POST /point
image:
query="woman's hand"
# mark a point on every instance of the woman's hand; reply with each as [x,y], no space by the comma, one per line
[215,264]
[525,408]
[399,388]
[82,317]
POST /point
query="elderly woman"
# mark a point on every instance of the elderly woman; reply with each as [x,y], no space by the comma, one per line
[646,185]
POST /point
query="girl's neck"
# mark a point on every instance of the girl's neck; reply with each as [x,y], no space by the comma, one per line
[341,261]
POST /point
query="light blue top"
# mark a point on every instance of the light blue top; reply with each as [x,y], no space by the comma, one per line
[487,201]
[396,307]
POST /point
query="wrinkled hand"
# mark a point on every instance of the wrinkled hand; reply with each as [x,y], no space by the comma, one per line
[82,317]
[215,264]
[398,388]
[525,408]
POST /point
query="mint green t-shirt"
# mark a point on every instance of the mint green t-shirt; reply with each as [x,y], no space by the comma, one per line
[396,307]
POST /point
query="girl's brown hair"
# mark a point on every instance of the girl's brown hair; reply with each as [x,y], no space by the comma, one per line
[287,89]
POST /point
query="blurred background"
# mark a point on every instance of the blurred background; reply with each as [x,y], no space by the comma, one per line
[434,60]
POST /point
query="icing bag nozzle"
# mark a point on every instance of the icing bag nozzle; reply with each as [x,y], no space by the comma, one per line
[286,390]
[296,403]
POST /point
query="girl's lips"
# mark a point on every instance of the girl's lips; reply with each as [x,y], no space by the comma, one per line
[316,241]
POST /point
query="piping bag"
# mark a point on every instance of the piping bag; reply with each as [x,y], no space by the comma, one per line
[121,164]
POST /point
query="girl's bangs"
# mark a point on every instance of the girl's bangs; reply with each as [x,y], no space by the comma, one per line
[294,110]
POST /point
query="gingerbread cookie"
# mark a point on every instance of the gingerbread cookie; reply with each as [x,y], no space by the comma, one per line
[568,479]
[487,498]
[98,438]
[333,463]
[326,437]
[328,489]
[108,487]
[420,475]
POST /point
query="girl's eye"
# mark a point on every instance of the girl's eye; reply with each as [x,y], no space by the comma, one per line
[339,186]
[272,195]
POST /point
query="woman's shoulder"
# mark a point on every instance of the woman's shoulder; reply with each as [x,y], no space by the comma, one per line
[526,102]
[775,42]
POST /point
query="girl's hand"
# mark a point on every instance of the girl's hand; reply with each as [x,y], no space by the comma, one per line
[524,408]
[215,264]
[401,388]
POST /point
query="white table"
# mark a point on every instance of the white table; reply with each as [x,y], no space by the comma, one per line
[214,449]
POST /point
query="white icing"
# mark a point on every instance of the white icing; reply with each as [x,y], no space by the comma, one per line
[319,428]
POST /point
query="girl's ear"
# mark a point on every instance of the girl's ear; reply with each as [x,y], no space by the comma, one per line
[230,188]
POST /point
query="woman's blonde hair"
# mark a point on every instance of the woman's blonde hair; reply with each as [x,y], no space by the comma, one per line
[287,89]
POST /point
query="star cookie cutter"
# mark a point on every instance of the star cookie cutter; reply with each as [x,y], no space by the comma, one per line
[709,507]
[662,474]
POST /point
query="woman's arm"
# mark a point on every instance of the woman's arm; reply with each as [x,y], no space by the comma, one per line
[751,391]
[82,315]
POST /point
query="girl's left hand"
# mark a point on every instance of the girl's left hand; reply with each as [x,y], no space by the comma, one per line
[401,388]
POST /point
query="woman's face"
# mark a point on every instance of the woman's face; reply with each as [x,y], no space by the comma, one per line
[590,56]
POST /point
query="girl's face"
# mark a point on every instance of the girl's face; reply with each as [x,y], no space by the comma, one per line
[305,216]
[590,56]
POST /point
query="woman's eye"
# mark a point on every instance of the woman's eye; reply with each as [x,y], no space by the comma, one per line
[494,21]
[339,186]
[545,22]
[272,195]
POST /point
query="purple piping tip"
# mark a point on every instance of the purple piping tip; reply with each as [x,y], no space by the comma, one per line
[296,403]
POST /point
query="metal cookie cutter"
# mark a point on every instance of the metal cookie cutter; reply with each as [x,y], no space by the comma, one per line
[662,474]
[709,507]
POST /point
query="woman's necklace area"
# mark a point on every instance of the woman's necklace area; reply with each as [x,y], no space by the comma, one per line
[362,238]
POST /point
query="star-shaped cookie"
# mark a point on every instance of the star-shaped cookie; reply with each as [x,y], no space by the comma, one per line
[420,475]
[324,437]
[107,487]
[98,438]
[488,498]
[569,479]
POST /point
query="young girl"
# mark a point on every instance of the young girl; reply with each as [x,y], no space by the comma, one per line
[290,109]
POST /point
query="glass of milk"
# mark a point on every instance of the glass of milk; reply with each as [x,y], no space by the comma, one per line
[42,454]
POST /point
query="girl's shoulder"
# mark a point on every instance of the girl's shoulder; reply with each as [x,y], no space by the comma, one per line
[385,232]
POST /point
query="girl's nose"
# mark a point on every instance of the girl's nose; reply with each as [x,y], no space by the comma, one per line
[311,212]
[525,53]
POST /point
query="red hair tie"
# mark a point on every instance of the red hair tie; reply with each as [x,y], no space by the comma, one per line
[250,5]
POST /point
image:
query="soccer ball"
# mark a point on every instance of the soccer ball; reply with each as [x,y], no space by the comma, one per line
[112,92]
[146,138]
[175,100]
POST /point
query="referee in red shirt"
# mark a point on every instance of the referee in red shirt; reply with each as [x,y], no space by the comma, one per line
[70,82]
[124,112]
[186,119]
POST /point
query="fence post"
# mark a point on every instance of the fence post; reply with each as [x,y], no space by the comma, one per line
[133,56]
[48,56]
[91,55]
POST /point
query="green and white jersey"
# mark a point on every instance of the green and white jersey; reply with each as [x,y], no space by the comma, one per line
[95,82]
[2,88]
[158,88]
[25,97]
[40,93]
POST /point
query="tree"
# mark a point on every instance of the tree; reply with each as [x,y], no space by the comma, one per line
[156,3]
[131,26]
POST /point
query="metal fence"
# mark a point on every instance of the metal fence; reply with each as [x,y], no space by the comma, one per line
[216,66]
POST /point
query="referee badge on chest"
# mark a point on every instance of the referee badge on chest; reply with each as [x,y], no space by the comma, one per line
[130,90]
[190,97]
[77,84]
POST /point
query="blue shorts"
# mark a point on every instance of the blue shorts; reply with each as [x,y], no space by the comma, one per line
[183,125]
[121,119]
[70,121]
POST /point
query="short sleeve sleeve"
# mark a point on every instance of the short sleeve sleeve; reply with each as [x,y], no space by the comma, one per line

******************************

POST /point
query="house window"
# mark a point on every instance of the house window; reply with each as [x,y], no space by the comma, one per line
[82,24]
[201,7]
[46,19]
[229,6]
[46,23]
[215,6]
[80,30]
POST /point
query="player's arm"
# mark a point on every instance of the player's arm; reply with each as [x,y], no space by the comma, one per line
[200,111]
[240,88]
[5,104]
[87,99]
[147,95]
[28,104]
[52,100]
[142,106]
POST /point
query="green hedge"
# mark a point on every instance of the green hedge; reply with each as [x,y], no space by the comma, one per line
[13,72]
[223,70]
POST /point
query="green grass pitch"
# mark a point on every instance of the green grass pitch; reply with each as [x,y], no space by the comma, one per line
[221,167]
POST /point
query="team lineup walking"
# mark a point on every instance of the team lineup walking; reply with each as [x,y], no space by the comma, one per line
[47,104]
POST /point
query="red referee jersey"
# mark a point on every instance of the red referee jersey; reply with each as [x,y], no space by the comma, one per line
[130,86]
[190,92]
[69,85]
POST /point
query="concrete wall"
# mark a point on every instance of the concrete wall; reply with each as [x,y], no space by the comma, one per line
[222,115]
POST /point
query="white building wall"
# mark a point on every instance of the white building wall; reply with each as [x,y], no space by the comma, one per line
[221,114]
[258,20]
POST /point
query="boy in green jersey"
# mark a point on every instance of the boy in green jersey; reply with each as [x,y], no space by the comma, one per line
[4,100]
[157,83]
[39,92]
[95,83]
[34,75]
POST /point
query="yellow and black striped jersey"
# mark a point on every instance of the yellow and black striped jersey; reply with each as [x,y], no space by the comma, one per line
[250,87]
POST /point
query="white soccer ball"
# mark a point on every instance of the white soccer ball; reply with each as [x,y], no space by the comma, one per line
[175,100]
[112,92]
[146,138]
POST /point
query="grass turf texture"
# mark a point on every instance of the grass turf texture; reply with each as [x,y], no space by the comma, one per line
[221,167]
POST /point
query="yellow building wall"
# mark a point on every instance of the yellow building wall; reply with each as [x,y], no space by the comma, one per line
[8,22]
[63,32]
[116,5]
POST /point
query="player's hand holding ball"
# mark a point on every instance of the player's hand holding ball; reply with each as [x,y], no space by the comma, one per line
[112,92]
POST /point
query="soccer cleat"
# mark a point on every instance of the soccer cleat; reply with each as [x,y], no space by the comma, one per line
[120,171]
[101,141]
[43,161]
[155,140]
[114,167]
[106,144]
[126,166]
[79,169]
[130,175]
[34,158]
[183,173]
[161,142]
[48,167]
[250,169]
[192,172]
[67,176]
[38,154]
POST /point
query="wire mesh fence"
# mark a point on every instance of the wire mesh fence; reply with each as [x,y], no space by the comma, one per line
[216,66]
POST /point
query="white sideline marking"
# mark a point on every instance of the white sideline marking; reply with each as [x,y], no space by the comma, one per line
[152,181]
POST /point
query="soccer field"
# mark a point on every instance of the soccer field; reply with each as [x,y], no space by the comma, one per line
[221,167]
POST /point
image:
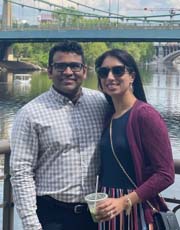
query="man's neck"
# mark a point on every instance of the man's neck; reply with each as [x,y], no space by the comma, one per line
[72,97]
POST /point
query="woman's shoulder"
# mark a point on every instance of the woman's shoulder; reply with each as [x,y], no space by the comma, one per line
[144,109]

******************************

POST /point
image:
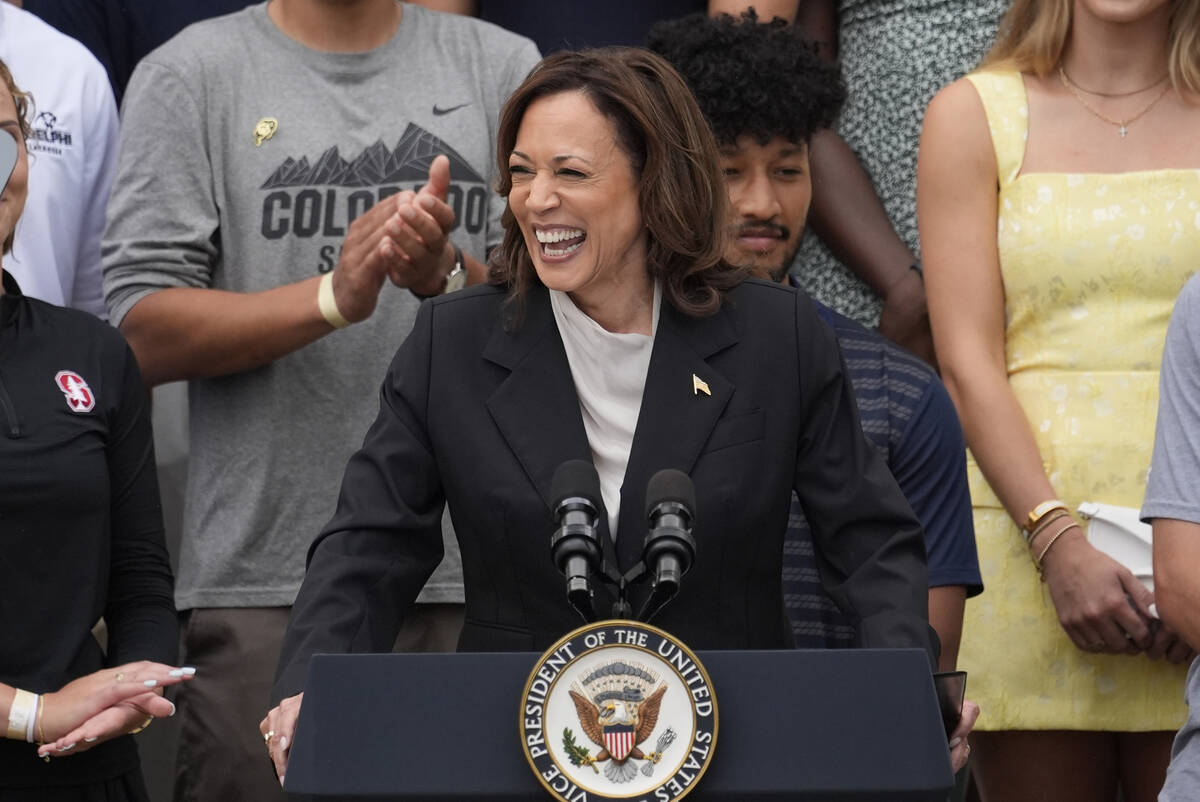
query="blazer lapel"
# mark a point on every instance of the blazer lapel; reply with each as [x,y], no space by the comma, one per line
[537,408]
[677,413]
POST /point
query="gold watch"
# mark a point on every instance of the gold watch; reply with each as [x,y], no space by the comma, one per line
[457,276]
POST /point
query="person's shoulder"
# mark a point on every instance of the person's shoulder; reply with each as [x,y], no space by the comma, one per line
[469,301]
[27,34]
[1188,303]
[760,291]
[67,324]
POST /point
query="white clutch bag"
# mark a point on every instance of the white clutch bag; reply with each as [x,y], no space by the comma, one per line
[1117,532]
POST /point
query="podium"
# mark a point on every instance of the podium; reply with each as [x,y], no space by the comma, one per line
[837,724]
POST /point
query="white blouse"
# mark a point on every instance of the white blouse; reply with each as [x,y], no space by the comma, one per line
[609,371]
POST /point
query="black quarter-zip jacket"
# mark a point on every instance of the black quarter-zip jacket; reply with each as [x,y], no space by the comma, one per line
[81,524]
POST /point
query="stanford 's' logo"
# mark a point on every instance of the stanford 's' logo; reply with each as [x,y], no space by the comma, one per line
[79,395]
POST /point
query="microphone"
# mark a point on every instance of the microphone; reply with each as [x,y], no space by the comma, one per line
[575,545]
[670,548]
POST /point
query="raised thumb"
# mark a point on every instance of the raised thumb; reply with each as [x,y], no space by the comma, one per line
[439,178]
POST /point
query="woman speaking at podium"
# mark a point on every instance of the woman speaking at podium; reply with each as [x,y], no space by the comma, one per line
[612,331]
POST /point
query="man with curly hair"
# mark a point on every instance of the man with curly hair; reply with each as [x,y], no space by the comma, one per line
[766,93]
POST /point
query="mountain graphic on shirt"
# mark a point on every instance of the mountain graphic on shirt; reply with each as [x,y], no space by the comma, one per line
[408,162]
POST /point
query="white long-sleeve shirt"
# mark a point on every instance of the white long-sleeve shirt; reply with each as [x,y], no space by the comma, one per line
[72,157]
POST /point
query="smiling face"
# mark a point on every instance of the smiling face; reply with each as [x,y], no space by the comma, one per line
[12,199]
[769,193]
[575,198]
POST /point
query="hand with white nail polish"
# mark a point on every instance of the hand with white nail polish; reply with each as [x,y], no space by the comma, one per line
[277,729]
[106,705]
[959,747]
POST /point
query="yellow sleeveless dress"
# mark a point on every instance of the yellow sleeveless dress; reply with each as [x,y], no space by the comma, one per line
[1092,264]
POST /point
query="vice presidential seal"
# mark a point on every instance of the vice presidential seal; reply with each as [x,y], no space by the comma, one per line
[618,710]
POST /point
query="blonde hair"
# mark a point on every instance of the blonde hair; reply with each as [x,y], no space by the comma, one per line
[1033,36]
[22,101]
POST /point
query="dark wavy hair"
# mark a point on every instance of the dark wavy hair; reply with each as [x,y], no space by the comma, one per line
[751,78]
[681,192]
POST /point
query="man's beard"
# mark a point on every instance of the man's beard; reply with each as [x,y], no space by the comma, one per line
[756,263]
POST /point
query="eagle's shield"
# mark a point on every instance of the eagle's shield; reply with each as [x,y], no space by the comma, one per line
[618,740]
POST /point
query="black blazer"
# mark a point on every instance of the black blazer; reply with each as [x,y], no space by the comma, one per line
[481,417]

******************************

§ WHAT THIS TASK INVOLVES
Pick out each line in the material above that contains the word "piping", and copy those lines.

§ RESPONSE
query="piping bag"
# mark a point on every instance of the piping bag; reply with each as [x,y], no space by the comma, one per line
query="purple piping tip"
# mark a point on every instance of the purple piping tip; reply with each as [x,y], no space by the comma, one per line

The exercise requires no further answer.